It wasn't always that way. It may be hard to imagine, today,
that Henry George's treatise on political economy, Progress
and Poverty, was a runaway best seller -- but it was! On the
strength of Henry George's literary (and oratorical) reputation,
the United Labor Party secured 30,000 signatures to convince
George to run for Mayor of New York in 1886.
A hundred years ago, most people had drastically longer
attention spans than they do now. A well-regarded orator would
draw the kind of crowd that nowadays would attend the Ice
Capades. The Lincoln-Douglas debates went on for hours and hours.
Stump- or Chautaqua speakers would break for dinner and hundreds
of people would return to hear them take up right where they left
off, and go on for two more hours!
Indeed, most schoolkids who read Lincoln's Gettysburg Address
never learn why the speech truly astounded the listening audience
of its day: it was breathtakingly short! The warm-up speaker for
the President on that day spoke, as was customary, for over an
hour. It was simply incredible -- and terribly disconcerting,
I'll warrant -- for the President to speak so briefly.
No, there was a time when popular education -- the
communication of ideas, principles, theorems and explanations,
simply for the personal enrichment of the listener -- was
fashionable. Of course, the process probably wasn't pure. Most of
those popular educators had some ax to grind, either a political
party to advance, a faith to evangelize or a bottle of snake oil
to sell. But no matter: my point here is that at one time, it was
actually possible to sell snake oil by explaining stuff to
people, just to satisfy their own interest and curiosity!
In the field of political economy, that sort of thing
obviously had to be stopped. Here was this Henry George, and
others like him, going around telling people that they could
understand how the economy worked (and in so many cases, how the
economy didn't work). Here was Henry George telling people
that no special training was needed: that with consistently
defined terms and the application of logical reasoning, the
problems of poverty, depressions, money, banking and trade could
be understood by anyone willing to ponder them. No, that wouldn't
do at all, and the landlords, monopolists and bankers of the day
made sure to hire the top intellectual guns to create a study of
economics was abstruse, enigmatic, mathematical -- and the domain
of credentialed experts. Thus the field of "neoclassical
economics" was born.
Whether or not this process actually began with political
economy, it certainly spread out and corrupted other fields as
well, until by somewhere around the 1950s people hardly trusted
themselves to understand anything without expert guidance.
Women could no longer trust even their own breast milk; trained
(male) scientists using advanced research would concoct
"superior" nutrition for their babies. Nobody could so much as
rewire a lamp without calling in a licensed electrician.

**GIVEN REQUEST 1**
According to the Henry George passage, how many signatures did the United Labor Party gather to persuade George to run for Mayor of New York?
**GIVEN REQUEST 2**
In the Henry George passage, which problems did George say anyone willing to ponder them could understand? List each one.
**GIVEN REQUEST 3**
Reproduce the stretch of the Henry George passage from "It wasn't always" through "hours and hours.".

Stored data
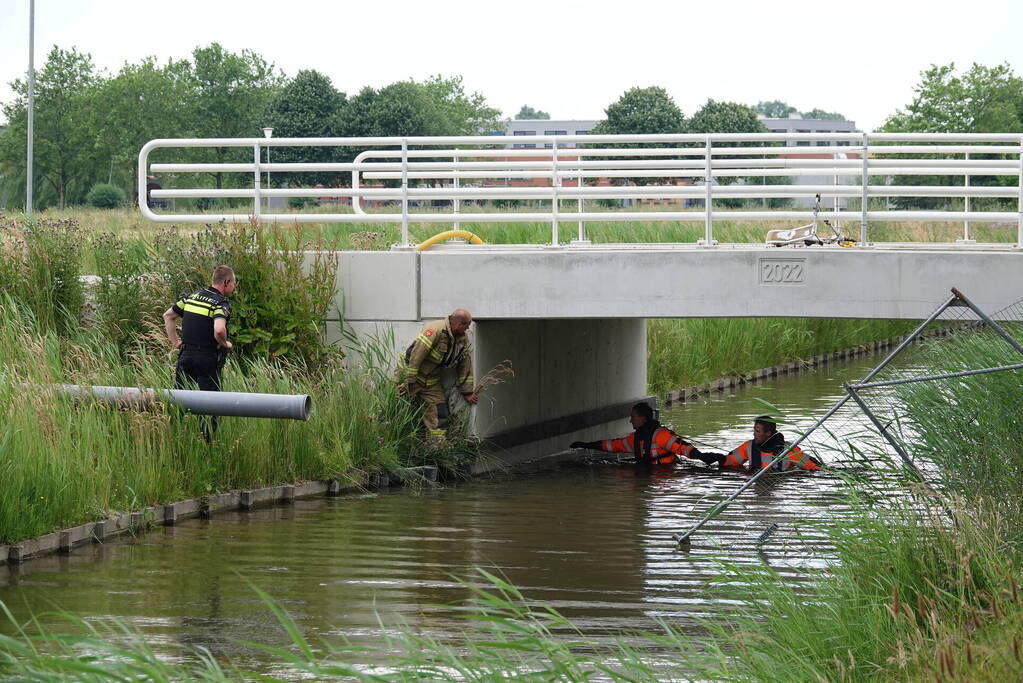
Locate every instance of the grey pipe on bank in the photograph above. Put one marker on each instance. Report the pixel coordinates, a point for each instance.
(223, 404)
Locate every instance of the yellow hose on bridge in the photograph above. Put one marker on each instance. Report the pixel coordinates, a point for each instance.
(449, 234)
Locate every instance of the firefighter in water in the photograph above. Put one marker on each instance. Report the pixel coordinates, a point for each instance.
(763, 450)
(651, 443)
(440, 345)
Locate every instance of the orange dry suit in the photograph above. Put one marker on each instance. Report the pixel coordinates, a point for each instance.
(650, 444)
(765, 455)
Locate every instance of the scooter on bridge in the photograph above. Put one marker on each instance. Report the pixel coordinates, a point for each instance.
(806, 235)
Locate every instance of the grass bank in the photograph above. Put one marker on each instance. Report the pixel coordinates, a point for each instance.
(922, 589)
(680, 352)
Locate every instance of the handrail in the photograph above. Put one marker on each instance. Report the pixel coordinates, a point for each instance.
(692, 170)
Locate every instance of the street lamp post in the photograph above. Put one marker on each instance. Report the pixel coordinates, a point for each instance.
(32, 107)
(268, 133)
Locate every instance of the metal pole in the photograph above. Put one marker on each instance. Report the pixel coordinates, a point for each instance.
(582, 224)
(708, 179)
(1019, 224)
(932, 377)
(683, 539)
(258, 191)
(884, 430)
(224, 404)
(993, 325)
(966, 207)
(404, 191)
(32, 109)
(863, 196)
(556, 181)
(836, 202)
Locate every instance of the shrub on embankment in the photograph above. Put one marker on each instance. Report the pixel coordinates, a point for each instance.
(67, 463)
(64, 463)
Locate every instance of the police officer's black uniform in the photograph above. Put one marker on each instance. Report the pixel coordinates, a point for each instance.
(201, 359)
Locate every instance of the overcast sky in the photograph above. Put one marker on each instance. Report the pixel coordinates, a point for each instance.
(569, 58)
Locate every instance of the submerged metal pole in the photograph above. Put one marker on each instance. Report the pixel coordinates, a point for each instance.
(223, 404)
(683, 538)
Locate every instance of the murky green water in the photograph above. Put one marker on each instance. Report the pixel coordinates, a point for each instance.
(593, 542)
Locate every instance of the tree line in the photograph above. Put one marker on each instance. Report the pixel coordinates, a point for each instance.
(89, 125)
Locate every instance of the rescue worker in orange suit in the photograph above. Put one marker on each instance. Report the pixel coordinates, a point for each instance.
(440, 345)
(651, 443)
(763, 450)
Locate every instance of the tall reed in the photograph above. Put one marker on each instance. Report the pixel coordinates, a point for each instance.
(64, 463)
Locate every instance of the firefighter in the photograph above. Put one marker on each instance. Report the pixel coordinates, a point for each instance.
(650, 444)
(763, 450)
(204, 344)
(442, 344)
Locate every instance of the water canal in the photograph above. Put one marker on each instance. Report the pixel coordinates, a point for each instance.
(593, 542)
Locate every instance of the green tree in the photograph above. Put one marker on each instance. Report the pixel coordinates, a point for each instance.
(774, 108)
(641, 110)
(823, 116)
(717, 117)
(984, 99)
(306, 106)
(142, 102)
(62, 158)
(528, 112)
(233, 92)
(460, 112)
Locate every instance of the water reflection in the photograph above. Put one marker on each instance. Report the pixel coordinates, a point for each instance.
(593, 542)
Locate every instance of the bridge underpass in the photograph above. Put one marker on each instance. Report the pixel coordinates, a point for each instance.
(572, 317)
(572, 320)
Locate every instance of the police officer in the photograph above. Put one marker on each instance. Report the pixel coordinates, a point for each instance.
(440, 345)
(204, 344)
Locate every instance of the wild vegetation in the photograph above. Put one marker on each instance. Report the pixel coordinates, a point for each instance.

**OUTPUT 1**
30,000

**OUTPUT 2**
Poverty, depressions, money, banking, trade

**OUTPUT 3**
It wasn't always that way. It may be hard to imagine, today,
that Henry George's treatise on political economy, Progress
and Poverty, was a runaway best seller -- but it was! On the
strength of Henry George's literary (and oratorical) reputation,
the United Labor Party secured 30,000 signatures to convince
George to run for Mayor of New York in 1886.
A hundred years ago, most people had drastically longer
attention spans than they do now. A well-regarded orator would
draw the kind of crowd that nowadays would attend the Ice
Capades. The Lincoln-Douglas debates went on for hours and hours.